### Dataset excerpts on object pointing
• • • •

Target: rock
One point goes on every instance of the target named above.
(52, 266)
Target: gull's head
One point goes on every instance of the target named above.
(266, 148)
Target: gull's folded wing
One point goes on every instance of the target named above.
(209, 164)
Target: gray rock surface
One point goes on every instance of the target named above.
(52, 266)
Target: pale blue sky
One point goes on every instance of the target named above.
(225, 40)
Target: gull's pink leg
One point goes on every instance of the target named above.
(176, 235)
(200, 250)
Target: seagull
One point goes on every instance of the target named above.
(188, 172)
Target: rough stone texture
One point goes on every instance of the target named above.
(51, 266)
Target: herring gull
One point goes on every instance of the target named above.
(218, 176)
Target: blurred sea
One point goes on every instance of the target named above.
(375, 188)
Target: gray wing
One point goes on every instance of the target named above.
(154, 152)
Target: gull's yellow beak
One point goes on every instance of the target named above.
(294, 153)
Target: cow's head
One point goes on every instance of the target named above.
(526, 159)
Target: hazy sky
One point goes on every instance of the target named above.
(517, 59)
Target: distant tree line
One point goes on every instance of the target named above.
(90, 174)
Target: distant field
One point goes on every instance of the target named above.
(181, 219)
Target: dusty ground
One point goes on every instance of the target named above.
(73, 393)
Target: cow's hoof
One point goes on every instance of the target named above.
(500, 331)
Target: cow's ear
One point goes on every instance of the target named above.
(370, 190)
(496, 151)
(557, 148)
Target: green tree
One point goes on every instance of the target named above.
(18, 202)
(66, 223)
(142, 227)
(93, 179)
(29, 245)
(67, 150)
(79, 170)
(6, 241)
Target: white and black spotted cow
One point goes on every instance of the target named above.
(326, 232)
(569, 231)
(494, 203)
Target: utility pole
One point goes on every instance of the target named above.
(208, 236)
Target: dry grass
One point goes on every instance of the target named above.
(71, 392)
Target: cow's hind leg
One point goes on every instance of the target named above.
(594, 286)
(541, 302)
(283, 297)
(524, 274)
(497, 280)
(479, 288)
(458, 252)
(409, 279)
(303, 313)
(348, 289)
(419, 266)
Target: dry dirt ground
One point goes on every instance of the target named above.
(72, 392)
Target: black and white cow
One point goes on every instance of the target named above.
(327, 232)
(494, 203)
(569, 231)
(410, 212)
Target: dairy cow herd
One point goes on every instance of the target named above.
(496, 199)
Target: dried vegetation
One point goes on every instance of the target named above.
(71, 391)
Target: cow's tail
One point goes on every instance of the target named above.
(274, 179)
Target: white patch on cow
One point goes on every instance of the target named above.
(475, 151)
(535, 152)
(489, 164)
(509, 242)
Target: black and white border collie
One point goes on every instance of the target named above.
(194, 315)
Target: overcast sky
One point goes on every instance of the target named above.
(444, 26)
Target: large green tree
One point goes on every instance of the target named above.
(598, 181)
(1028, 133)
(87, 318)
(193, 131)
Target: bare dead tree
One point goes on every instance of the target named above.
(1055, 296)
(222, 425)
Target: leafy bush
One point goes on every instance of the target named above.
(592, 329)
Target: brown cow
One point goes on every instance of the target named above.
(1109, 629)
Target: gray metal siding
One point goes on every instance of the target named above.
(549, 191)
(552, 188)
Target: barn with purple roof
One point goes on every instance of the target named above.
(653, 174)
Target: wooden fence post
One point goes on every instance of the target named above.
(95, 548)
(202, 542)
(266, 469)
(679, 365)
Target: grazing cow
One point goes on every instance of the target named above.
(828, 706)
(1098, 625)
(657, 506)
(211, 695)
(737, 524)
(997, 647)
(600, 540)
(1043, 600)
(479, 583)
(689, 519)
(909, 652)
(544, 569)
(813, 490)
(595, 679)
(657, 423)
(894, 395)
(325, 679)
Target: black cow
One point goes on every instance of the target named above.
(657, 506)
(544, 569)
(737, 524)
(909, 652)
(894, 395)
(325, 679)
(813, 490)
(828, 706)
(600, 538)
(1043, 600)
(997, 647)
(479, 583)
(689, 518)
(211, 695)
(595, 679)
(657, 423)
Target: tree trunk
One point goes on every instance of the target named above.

• • • •

### Task prompt
Each entry must be reproduced verbatim.

### Response
Target: rock
One point goes on every instance of the target named above.
(52, 266)
Target: gull's head
One point goes on every instance of the target named above.
(266, 148)
Target: gull's folded wing
One point goes on every instance of the target named above.
(209, 164)
Target: gray rock surface
One point goes on every instance of the target named above.
(52, 266)
Target: pale blue sky
One point goes on every instance of the target named above.
(225, 40)
Target: gull's pink leg
One point goes on every instance of the target named above.
(176, 235)
(200, 250)
Target: seagull
One point goes on every instance of the target named above.
(188, 172)
Target: rough stone texture
One point goes on every instance of the target named above.
(51, 266)
Target: herring gull
One point goes on every instance of the target named above.
(218, 176)
Target: blurred sea
One point goes on every instance of the target named above.
(375, 188)
Target: gray wing
One point goes on every instance of the target named above.
(154, 152)
Target: gull's yellow beak
One point goes on every instance of the target named above.
(294, 153)
Target: cow's head
One point goes on every instance of the target named above.
(526, 159)
Target: hazy sky
One point goes on every instance of the target named above.
(517, 59)
Target: distant tree line
One point goes on every instance of the target named above.
(90, 174)
Target: distant field
One point goes on every instance of the target named above.
(181, 219)
Target: dusty ground
One point goes on every instance of the target named above.
(73, 393)
Target: cow's hoof
One point goes on every instance of the target named above.
(500, 331)
Target: cow's ear
One point goes on every instance of the target named above.
(370, 190)
(496, 151)
(557, 148)
Target: green tree
One point goes on every instance of the target named above.
(18, 202)
(66, 223)
(142, 227)
(93, 179)
(29, 245)
(67, 150)
(79, 170)
(6, 241)
Target: white and black spotted cow
One point goes on every instance of the target named above.
(326, 232)
(569, 231)
(494, 203)
Target: utility pole
One point goes on every instance of the target named above.
(208, 236)
Target: dry grass
One point goes on every instance of the target named above.
(71, 392)
Target: cow's hind leg
One point goes on every instance of the target named above.
(594, 286)
(541, 302)
(283, 297)
(524, 274)
(497, 280)
(479, 288)
(458, 252)
(409, 279)
(303, 313)
(348, 289)
(419, 266)
Target: dry dirt ground
One point goes on every instance of the target named above.
(72, 392)
Target: black and white cow
One point goes on every instance of the target named above.
(327, 232)
(494, 203)
(569, 231)
(410, 212)
Target: dairy cow herd
One point goes on every instance of the target named above.
(496, 199)
Target: dried vegetation
One point goes on every instance of the target named above.
(71, 391)
Target: cow's tail
One point goes on every instance of the target named above.
(274, 179)
Target: white patch on cow
One point goes on every instance of the target named above.
(475, 151)
(535, 152)
(489, 164)
(509, 242)
Target: black and white border collie
One point goes on every instance of the target named above.
(194, 315)
Target: overcast sky
One point goes on every instance of the target named above.
(444, 26)
Target: large green tree
One point goes on every instance of the target named above.
(598, 181)
(1028, 133)
(87, 318)
(193, 131)
Target: bare dead tree
One point goes on every instance of the target named above.
(1055, 296)
(222, 425)
Target: leafy bush
One point goes on every instance of the target named above.
(592, 329)
Target: brown cow
One point goes on every instance of the target named above.
(1109, 629)
Target: gray metal siding
One point goes on every instance of the target named above.
(549, 191)
(552, 188)
Target: barn with purple roof
One point goes on every instance of the target named above.
(653, 174)
Target: wooden fence post
One point goes on every instance of the target named above.
(95, 548)
(202, 542)
(266, 469)
(679, 365)
Target: grazing cow
One point goes on every instance of the target named above.
(828, 706)
(1098, 625)
(657, 506)
(211, 695)
(737, 524)
(997, 647)
(600, 540)
(1043, 600)
(479, 583)
(689, 519)
(909, 652)
(544, 569)
(813, 490)
(595, 679)
(657, 423)
(894, 395)
(325, 679)
Target: black cow
One point goes on every instance of the target named above.
(657, 506)
(544, 569)
(737, 524)
(909, 652)
(894, 395)
(325, 679)
(813, 490)
(828, 706)
(600, 538)
(1043, 600)
(997, 647)
(479, 583)
(689, 518)
(211, 695)
(595, 679)
(657, 423)
Target: tree trunk
One point goes on every instance of the target named above.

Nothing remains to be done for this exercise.